---------- Input data

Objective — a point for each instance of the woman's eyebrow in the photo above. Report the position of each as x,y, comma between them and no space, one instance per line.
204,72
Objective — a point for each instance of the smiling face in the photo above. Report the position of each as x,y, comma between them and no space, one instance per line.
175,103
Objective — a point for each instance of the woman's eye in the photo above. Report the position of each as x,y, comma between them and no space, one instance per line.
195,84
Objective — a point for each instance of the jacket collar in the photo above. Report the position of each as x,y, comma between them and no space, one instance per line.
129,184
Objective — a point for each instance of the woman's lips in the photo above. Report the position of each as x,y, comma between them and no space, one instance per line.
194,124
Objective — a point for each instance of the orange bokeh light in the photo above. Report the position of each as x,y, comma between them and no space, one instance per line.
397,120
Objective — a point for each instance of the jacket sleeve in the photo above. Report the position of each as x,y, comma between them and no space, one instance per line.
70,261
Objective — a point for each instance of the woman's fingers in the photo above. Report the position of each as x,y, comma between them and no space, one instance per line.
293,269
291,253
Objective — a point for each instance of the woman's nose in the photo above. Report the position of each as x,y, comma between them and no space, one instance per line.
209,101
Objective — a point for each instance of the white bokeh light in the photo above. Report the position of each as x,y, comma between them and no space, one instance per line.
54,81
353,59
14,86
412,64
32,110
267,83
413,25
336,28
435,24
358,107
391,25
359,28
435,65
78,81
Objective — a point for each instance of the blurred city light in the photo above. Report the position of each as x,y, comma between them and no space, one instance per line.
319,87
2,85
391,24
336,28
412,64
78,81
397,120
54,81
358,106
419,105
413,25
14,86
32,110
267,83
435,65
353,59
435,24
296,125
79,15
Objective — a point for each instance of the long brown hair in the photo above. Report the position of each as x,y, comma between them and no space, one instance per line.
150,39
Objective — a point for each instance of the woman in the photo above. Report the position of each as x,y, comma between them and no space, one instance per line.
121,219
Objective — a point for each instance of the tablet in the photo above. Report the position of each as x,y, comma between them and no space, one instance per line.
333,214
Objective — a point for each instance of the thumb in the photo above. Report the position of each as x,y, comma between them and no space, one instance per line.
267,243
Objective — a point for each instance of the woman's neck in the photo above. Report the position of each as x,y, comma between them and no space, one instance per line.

--------------------

# What you have to do
Rewrite the listing, beginning at the line that contains "Objective — a point for each instance of the woman's fingers" and continuing through the end of the listing, with every occurrence of "Objective" replaced by "Goal" and all else left unchanged.

# Response to the task
Goal — a point for each instance of the woman's fingers in the photo above. Report the position of each as x,y, comma between them and no space, one instance per line.
293,269
291,253
Goal — a point for each instance of the woman's nose in the photo above. Report the position of each as x,y, comma between them and no space, one instance per line.
209,101
Goal — a point for each instance of the white bokeh light in the photo above. Report the position of each as x,y, comma between them and no space, one instance per line.
54,81
353,59
14,86
412,64
32,110
267,83
413,25
336,28
435,24
358,107
391,25
359,28
435,65
78,81
Goal — a point for each instance of the blurred city light in the photo above. Report the position of each as x,y, comma between them and no space, one instance per line.
319,87
2,85
391,24
336,28
412,64
78,81
397,120
54,81
358,106
419,105
413,25
14,86
32,110
267,83
435,65
353,59
435,24
296,125
79,15
Goal — a point for each instance of the long brown hair in the photo above. Report the position of each as x,y, comma between them and no space, one instance per line.
150,39
Goal — a point for each instance of the woman in the photo above. Report the position of each as x,y, comma between them and no space, one instance per line.
121,219
Goal — a point for each instance of the tablet in the photo above. Report the position of each as x,y, comma between them and no space, one instance per line.
333,214
Goal — a point for each instance of the thumb in the photo above. Report the position of each as x,y, comma between them and no space, one instance per line.
267,243
Goal — a point for each instance of the woman's neck in the photo above. Report the position of each as x,y, comma between them and no space, one instance per line.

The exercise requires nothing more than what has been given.